◆ **STATED GOAL**
Starting at the line containing "Return the segmentation of every instance of the **black" and continuing through the end of the items, switch "even-odd rule" to "nonzero winding rule". Give those lines again with everything else left as it is.

* BEGIN SUPPLIED MATERIAL *

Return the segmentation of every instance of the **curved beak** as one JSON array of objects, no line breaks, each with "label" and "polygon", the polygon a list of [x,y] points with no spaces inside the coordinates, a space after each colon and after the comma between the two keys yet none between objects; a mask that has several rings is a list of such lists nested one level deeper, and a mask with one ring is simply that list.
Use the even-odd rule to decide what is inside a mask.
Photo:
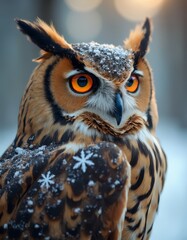
[{"label": "curved beak", "polygon": [[123,114],[123,99],[120,92],[115,94],[115,109],[114,109],[114,117],[116,119],[117,124],[121,123],[122,114]]}]

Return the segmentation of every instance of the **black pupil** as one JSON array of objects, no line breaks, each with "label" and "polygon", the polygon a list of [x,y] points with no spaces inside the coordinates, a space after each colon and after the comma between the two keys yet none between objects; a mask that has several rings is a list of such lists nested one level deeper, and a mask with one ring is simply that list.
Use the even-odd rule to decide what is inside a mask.
[{"label": "black pupil", "polygon": [[85,87],[88,84],[88,80],[85,76],[80,76],[77,80],[79,87]]},{"label": "black pupil", "polygon": [[128,81],[127,81],[127,87],[131,87],[133,85],[134,79],[131,77]]}]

* END SUPPLIED MATERIAL *

◆ **WRITTEN SOLUTION**
Return the segmentation of every instance of the **black pupil** as one JSON array of objects, no line breaks, each with "label" and "polygon", the polygon a list of [x,y] points with no spaces inside the coordinates, a space after each colon and after the comma between the two keys yet none between objects; a mask that has several rings is a list of such lists nested one level deeper, and a mask with one ring is simply that list.
Use the nonzero winding rule to decide what is inside a mask.
[{"label": "black pupil", "polygon": [[85,87],[88,84],[88,80],[85,76],[80,76],[77,80],[79,87]]},{"label": "black pupil", "polygon": [[128,81],[127,81],[127,87],[131,87],[133,85],[134,79],[131,77]]}]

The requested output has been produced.